▶ _The exercise_
Give back the line where "Expected: one pin per instance of the small" appears and all the lines after it until the listing ends, unchanged and with nothing else.
start Given records
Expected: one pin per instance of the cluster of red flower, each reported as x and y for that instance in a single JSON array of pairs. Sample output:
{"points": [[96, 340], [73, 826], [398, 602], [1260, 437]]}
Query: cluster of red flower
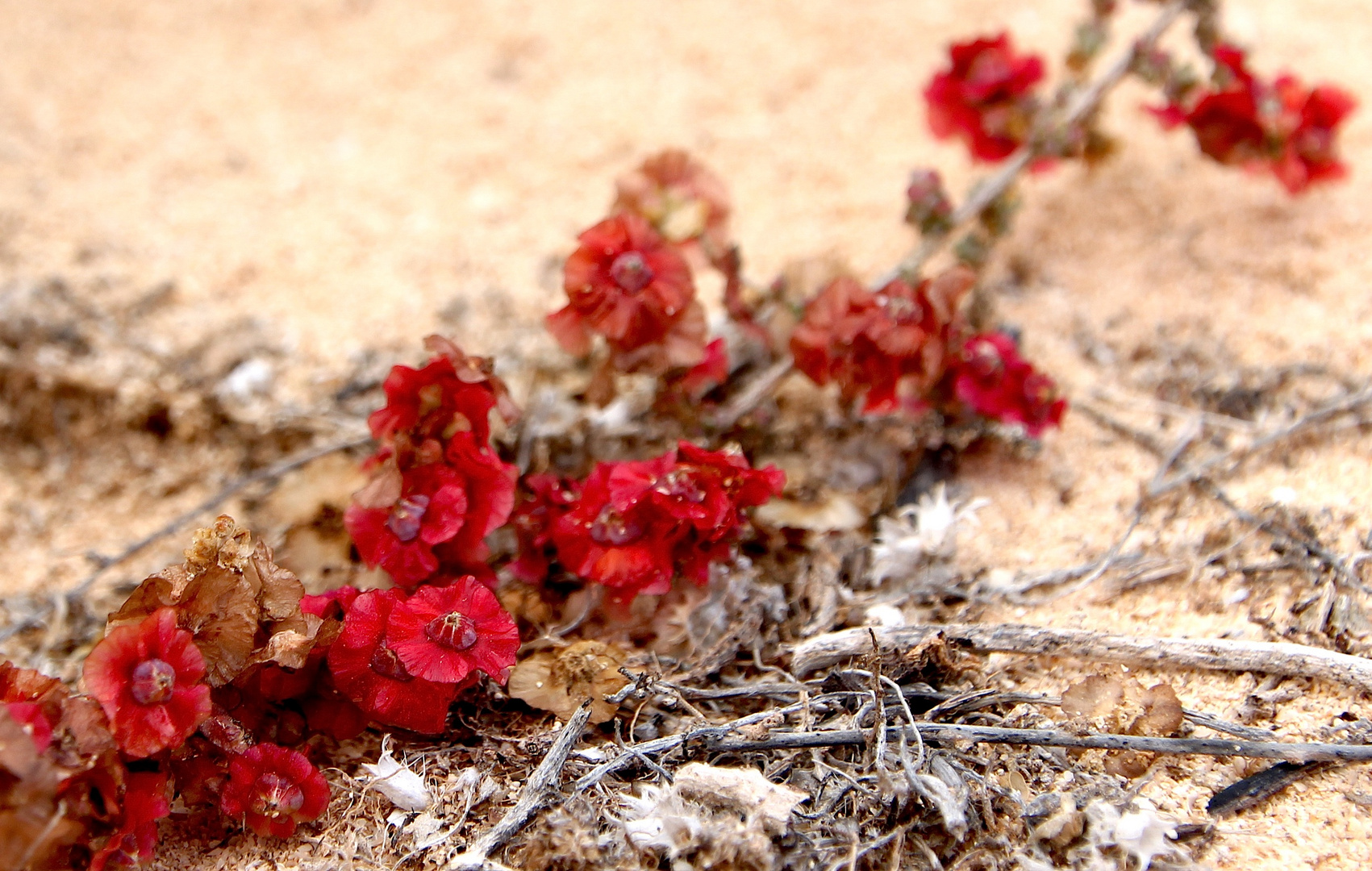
{"points": [[630, 281], [986, 96], [1279, 127], [436, 487], [906, 348], [633, 526]]}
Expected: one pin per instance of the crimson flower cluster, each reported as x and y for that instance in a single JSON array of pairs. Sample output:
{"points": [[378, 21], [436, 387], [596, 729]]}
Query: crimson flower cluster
{"points": [[986, 96], [888, 346], [438, 489], [634, 526], [995, 381], [632, 283], [907, 350], [1279, 127]]}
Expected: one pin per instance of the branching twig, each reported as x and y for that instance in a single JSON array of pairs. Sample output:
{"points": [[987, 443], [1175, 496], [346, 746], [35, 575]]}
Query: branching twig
{"points": [[1211, 655], [1086, 103], [1342, 405], [532, 798], [753, 393], [1054, 738]]}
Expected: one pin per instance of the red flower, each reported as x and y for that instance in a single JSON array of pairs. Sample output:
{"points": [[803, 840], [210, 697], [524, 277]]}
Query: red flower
{"points": [[453, 393], [148, 678], [638, 523], [29, 715], [444, 634], [371, 673], [624, 283], [708, 373], [454, 504], [272, 789], [1279, 127], [144, 804], [683, 201], [998, 383], [614, 536], [986, 96], [870, 344], [548, 498]]}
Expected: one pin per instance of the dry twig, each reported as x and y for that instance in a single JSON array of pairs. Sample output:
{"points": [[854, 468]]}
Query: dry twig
{"points": [[532, 800], [1054, 738], [1211, 655]]}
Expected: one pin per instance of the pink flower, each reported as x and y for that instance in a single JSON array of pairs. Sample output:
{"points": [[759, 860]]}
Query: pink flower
{"points": [[403, 518], [444, 634], [873, 344], [273, 789], [995, 381], [640, 523], [144, 804], [1282, 127], [683, 201], [612, 536], [371, 673], [624, 283], [150, 679], [453, 393], [986, 96], [546, 499]]}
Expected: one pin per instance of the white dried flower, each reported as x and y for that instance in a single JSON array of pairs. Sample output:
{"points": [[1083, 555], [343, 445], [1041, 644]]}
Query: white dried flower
{"points": [[920, 532], [397, 782]]}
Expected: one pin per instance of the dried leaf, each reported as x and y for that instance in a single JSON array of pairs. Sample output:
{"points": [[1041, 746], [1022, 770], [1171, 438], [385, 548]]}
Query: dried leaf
{"points": [[560, 681]]}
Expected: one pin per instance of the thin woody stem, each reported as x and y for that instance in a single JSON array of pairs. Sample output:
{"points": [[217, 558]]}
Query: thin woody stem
{"points": [[1082, 105]]}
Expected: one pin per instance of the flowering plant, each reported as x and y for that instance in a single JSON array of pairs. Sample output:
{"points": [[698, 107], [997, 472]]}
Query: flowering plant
{"points": [[220, 682]]}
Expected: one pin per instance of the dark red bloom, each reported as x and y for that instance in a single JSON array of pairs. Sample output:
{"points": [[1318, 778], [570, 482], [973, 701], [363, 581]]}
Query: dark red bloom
{"points": [[638, 523], [1282, 127], [614, 536], [444, 634], [995, 381], [870, 344], [150, 679], [371, 673], [546, 498], [144, 804], [453, 393], [29, 715], [708, 373], [986, 96], [683, 201], [624, 283], [454, 502], [272, 789]]}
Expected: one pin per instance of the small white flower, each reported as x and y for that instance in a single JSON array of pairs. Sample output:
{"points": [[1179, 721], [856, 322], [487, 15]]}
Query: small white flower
{"points": [[393, 779]]}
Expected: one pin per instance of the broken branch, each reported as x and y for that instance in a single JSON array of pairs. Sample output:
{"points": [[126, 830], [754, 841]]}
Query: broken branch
{"points": [[1211, 655]]}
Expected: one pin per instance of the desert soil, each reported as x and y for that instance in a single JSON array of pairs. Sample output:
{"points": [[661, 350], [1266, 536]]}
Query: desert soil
{"points": [[358, 173]]}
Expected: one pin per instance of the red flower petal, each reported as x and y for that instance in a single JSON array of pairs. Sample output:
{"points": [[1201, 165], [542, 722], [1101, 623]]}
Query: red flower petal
{"points": [[442, 634], [272, 789], [148, 678], [369, 673]]}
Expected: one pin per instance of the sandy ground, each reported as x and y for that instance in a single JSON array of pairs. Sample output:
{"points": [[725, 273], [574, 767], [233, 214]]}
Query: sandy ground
{"points": [[362, 172]]}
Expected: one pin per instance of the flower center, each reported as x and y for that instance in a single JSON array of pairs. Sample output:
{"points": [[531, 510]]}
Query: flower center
end Given records
▶ _Exercise output_
Expected: one pin per instance of the small white flower, each reported as x and y for that instance in a single JSON array of pairs. Sample output:
{"points": [[1179, 721], [856, 322], [487, 15]]}
Query: small white flower
{"points": [[393, 779]]}
Expected: one pin per instance of the broken branch, each reported as x and y for that instance in a single JSON array of pairs. Sample output:
{"points": [[126, 830], [754, 841]]}
Query: broken branch
{"points": [[1211, 655]]}
Expected: one pin per instance of the desert soil, each reported as x and y for that instance in a single JSON array of pairs. Sample output:
{"points": [[661, 350], [1266, 536]]}
Query: desert soil
{"points": [[358, 173]]}
Expected: one pin per instance of the red flower petal, each reported as x and y for that instance in a single JSON array of pairs. Sample output:
{"points": [[1201, 165], [542, 722], [1101, 623]]}
Query: red flower petal
{"points": [[442, 634], [272, 789], [148, 678], [369, 673]]}
Expected: one pin per instance of the sandy ground, each reported as x and y for that instance in a single JSON array of pairs. Sample output:
{"points": [[725, 273], [574, 767], [233, 214]]}
Query: sandy ground
{"points": [[362, 172]]}
Expected: one pin per instance of the flower center, each reported as x and y for that instance in a single JSON array of pairs. Sample output:
{"points": [[531, 510]]}
Query: flower center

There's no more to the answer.